Print word for word the first line of the records below and every following line through the one containing "box: [0, 17, 18, 68]"; print nothing else.

· · · · ·

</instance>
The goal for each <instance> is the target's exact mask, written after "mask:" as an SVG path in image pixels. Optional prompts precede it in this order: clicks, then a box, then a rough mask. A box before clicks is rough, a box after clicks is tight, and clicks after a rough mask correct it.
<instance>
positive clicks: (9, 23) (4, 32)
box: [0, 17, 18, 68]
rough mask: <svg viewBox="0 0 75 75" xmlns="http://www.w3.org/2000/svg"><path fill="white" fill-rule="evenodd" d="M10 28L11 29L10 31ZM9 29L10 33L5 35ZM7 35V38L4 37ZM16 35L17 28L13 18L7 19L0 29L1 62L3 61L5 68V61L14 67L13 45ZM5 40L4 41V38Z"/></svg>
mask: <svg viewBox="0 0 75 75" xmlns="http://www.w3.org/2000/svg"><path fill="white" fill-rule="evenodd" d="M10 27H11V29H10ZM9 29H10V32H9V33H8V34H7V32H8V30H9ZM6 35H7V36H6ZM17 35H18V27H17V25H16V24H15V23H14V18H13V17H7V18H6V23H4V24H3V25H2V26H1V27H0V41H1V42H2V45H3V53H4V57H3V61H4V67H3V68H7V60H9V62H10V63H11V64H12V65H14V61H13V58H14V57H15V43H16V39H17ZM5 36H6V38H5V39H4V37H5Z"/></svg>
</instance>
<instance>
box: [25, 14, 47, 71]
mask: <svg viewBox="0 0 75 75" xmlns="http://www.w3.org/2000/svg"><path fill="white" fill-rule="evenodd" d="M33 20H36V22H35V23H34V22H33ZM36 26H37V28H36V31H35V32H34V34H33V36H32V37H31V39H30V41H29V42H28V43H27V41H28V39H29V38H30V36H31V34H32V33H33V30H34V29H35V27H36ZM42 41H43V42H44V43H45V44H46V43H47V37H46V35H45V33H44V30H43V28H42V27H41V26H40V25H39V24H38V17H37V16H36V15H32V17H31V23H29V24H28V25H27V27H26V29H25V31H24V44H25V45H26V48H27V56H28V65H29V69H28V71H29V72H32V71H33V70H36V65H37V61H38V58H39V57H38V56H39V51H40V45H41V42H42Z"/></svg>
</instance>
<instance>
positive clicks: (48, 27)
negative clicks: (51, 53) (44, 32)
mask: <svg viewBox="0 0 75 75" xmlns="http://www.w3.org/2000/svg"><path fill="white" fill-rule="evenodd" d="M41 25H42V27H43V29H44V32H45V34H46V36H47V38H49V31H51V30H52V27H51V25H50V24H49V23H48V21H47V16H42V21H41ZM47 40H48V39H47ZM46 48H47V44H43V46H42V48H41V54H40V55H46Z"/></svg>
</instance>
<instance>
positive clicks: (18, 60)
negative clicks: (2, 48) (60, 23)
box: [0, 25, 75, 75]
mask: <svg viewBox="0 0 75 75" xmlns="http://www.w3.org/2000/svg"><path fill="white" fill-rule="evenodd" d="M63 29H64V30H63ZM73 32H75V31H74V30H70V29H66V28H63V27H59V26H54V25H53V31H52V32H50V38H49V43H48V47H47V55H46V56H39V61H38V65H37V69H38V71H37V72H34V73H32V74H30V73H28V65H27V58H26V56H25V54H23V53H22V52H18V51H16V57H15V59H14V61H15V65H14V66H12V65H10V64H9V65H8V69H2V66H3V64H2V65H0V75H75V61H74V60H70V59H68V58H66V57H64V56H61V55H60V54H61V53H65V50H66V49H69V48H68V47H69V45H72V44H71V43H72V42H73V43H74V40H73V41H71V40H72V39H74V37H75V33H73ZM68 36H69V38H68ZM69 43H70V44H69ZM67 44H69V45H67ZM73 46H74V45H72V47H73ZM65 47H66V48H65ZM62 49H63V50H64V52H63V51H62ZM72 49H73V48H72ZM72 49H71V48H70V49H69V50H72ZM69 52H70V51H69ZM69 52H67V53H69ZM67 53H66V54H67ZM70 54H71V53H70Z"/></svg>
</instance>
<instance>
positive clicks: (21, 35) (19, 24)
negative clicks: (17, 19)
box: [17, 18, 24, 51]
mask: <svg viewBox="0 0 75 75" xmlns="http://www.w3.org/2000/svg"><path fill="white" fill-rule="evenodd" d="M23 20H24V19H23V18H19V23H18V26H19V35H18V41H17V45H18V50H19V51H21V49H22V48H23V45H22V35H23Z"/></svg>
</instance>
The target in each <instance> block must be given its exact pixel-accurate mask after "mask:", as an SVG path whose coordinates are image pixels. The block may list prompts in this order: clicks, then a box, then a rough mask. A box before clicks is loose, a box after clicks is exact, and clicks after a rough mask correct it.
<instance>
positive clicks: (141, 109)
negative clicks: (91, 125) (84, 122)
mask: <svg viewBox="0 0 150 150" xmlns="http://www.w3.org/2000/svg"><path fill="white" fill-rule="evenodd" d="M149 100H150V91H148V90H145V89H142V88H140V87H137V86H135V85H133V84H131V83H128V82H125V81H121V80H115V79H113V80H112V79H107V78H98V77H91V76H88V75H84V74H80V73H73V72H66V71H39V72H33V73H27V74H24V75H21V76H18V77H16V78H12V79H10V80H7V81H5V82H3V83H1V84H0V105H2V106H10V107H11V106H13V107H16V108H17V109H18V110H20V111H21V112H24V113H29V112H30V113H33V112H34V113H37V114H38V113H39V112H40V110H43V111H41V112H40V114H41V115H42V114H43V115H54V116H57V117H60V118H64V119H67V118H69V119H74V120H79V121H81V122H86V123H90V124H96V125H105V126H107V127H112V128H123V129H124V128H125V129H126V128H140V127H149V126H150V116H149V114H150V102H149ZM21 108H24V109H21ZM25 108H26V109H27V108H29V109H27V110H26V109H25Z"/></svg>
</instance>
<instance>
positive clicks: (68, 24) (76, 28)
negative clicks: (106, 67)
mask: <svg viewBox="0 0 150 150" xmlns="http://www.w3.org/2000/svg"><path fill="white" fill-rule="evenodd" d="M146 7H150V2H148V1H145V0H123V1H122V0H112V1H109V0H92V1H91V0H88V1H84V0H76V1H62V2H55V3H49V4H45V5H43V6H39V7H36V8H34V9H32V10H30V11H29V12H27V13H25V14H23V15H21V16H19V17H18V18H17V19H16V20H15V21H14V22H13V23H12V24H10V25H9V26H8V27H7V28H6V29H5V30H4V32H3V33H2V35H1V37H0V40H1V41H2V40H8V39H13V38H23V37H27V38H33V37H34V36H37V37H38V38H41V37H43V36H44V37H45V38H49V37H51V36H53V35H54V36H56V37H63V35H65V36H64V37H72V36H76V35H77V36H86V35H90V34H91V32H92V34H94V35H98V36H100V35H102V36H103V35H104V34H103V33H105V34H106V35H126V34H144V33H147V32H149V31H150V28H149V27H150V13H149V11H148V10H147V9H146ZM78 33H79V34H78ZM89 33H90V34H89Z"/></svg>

· · · · ·

### TASK RESPONSE
</instance>
The goal for each <instance> is the target's exact mask, written after "mask:" as an SVG path in image pixels. Optional prompts precede it in this order: clicks, then a box, then a rough mask. A box before clicks is rough, a box after clicks is tight, and clicks after a rough mask correct it.
<instance>
positive clicks: (9, 23) (4, 32)
box: [0, 17, 18, 68]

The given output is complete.